TASK PROMPT: Quote the whole listing word for word, please.

RECORDS FOR PROCESSING:
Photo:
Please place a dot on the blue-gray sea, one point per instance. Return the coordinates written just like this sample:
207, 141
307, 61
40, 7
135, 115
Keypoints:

WRITTEN ANSWER:
Photo:
Please place a dot on the blue-gray sea, one point per instance. Return the coordinates written just like this sample:
207, 141
307, 61
40, 7
135, 115
Keypoints:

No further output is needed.